Dataset entries
Start of Block

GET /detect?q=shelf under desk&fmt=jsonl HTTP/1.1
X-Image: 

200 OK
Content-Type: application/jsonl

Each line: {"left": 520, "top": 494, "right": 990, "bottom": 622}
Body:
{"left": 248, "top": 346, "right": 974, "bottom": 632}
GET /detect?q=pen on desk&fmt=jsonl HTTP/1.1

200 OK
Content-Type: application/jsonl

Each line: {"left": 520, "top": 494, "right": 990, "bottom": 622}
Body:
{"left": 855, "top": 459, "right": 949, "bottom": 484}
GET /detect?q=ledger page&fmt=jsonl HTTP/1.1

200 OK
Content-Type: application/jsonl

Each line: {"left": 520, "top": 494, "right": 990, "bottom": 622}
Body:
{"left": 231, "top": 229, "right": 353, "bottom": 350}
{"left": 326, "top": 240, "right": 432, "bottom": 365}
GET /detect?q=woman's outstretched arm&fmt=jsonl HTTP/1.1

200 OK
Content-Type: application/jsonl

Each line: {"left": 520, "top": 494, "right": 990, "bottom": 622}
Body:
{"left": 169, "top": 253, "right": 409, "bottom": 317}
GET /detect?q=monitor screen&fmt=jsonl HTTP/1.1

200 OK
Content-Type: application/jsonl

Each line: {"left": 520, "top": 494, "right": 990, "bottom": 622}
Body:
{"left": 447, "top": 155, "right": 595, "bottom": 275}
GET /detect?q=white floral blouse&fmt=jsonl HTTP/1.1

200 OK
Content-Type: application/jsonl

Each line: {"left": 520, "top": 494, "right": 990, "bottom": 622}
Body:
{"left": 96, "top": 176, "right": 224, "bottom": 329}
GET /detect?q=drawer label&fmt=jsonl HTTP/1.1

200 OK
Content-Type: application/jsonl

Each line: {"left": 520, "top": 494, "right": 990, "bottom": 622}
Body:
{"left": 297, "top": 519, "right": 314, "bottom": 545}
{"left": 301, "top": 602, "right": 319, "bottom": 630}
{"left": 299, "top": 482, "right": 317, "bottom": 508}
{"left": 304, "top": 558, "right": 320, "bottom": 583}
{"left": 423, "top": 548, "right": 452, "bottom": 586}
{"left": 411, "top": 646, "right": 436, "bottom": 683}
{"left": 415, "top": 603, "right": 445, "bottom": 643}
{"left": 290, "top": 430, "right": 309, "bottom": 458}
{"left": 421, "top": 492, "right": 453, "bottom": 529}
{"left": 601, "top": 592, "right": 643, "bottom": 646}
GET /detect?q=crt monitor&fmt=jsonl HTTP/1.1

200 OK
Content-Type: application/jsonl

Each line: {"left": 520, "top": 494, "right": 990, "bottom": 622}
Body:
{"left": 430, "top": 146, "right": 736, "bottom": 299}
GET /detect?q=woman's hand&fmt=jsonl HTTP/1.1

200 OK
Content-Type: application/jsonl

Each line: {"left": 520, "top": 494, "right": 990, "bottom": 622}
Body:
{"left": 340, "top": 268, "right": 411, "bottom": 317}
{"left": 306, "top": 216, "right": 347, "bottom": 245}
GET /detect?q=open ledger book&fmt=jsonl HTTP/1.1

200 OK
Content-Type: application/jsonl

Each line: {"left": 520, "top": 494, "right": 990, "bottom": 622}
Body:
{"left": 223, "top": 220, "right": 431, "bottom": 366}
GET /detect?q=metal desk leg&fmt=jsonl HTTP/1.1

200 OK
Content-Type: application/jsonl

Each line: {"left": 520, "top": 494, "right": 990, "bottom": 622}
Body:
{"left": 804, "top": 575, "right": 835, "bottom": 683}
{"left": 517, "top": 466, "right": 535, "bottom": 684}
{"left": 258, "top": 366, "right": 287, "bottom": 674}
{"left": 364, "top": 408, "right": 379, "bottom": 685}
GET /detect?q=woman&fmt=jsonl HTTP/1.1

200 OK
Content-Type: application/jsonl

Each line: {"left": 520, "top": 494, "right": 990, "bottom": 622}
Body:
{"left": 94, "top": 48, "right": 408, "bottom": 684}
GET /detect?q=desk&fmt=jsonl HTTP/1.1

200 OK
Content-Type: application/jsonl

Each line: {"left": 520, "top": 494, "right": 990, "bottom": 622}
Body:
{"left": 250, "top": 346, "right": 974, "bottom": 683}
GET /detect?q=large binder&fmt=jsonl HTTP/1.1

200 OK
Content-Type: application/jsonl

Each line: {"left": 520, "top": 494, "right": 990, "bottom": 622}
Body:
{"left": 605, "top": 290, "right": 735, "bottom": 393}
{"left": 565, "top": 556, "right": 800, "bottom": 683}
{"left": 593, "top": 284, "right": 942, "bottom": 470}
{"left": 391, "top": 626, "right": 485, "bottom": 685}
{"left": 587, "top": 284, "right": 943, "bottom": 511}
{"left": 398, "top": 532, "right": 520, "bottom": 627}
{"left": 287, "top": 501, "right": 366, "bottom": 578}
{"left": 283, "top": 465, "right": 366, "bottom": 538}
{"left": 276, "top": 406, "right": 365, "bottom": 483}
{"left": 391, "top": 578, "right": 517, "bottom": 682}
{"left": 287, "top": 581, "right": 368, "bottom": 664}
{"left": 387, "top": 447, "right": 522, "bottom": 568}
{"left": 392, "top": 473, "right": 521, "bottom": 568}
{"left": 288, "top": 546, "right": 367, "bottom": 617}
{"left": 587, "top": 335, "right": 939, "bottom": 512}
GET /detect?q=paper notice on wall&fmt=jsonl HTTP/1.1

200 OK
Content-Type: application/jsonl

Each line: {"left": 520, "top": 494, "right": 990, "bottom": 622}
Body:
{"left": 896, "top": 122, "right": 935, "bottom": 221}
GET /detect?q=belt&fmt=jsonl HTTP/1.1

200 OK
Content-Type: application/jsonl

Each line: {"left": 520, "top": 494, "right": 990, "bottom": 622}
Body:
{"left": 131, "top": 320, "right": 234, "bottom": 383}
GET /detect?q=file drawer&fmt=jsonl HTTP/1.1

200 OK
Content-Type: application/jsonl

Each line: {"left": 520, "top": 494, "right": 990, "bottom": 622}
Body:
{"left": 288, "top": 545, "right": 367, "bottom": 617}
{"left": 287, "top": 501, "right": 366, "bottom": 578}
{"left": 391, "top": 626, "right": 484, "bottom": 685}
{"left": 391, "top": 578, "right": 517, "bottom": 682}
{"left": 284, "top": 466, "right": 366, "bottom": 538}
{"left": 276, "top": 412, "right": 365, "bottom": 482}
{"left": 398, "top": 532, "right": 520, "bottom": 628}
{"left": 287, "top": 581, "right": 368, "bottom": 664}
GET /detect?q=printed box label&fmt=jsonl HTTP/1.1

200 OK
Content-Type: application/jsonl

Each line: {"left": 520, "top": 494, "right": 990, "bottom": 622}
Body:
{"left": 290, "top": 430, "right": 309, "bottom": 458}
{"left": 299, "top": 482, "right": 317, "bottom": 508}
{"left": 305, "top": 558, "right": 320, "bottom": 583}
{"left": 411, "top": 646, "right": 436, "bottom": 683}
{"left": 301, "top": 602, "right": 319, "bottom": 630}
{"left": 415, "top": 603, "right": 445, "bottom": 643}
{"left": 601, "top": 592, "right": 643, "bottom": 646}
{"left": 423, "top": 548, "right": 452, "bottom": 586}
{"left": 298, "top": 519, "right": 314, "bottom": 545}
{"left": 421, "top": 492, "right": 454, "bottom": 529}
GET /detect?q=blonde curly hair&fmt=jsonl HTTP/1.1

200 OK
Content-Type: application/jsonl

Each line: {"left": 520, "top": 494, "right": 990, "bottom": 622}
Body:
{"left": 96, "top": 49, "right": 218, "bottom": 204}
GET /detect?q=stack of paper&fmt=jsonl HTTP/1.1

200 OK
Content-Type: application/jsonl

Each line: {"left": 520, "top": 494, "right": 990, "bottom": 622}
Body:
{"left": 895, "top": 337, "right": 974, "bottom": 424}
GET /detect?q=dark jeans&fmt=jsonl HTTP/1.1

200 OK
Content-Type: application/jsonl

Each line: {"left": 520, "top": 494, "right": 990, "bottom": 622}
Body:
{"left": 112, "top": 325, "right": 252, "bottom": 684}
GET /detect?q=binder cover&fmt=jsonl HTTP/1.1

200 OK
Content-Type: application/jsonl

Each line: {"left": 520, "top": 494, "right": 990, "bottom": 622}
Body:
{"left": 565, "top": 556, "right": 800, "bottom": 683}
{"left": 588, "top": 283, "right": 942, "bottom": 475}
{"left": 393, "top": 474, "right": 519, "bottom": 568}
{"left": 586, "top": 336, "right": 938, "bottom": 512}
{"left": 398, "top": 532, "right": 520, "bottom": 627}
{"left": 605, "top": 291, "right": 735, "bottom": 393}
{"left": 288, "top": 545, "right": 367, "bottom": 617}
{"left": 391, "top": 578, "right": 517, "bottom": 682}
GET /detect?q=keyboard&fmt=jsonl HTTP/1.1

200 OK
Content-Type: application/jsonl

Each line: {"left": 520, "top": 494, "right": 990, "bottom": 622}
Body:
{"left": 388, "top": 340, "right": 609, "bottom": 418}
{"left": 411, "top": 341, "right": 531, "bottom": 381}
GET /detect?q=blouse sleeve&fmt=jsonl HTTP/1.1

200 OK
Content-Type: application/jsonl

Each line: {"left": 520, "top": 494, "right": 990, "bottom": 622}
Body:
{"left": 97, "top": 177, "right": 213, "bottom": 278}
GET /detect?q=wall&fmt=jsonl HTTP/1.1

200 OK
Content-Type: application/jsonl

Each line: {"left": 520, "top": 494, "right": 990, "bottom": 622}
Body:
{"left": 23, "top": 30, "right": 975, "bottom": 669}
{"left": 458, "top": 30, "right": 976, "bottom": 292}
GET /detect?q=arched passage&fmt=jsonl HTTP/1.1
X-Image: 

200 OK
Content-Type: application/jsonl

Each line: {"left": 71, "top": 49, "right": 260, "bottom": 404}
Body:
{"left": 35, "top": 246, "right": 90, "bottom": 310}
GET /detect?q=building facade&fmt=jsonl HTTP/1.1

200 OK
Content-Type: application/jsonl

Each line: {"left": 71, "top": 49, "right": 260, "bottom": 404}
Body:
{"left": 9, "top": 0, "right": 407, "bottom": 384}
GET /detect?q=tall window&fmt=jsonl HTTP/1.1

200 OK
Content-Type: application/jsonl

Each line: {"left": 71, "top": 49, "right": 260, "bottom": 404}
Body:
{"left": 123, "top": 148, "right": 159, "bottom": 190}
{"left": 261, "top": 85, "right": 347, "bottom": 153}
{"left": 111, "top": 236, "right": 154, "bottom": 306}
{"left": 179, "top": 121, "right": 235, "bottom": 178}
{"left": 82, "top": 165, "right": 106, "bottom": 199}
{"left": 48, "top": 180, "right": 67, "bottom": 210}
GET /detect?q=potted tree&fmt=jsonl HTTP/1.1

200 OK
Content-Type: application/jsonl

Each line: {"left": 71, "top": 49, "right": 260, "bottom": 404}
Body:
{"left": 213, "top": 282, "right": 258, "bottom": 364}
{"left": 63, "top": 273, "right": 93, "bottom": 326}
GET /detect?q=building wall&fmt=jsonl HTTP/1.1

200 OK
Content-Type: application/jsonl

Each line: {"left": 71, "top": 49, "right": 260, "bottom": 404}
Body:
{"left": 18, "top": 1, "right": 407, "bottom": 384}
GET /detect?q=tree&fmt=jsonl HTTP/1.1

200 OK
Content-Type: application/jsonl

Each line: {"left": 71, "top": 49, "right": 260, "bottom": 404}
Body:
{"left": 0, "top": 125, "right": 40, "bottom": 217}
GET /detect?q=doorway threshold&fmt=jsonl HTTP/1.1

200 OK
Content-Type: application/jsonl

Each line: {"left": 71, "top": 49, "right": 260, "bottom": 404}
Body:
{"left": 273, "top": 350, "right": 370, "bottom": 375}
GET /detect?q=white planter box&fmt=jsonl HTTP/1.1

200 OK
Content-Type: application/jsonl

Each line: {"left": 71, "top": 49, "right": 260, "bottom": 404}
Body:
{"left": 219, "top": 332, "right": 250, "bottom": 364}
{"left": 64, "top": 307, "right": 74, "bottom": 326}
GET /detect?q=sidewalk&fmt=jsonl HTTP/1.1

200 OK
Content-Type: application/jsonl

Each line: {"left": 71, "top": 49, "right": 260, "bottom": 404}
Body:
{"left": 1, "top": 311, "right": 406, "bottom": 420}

End of Block

State how many lines above include the word "label", and nothing more.

2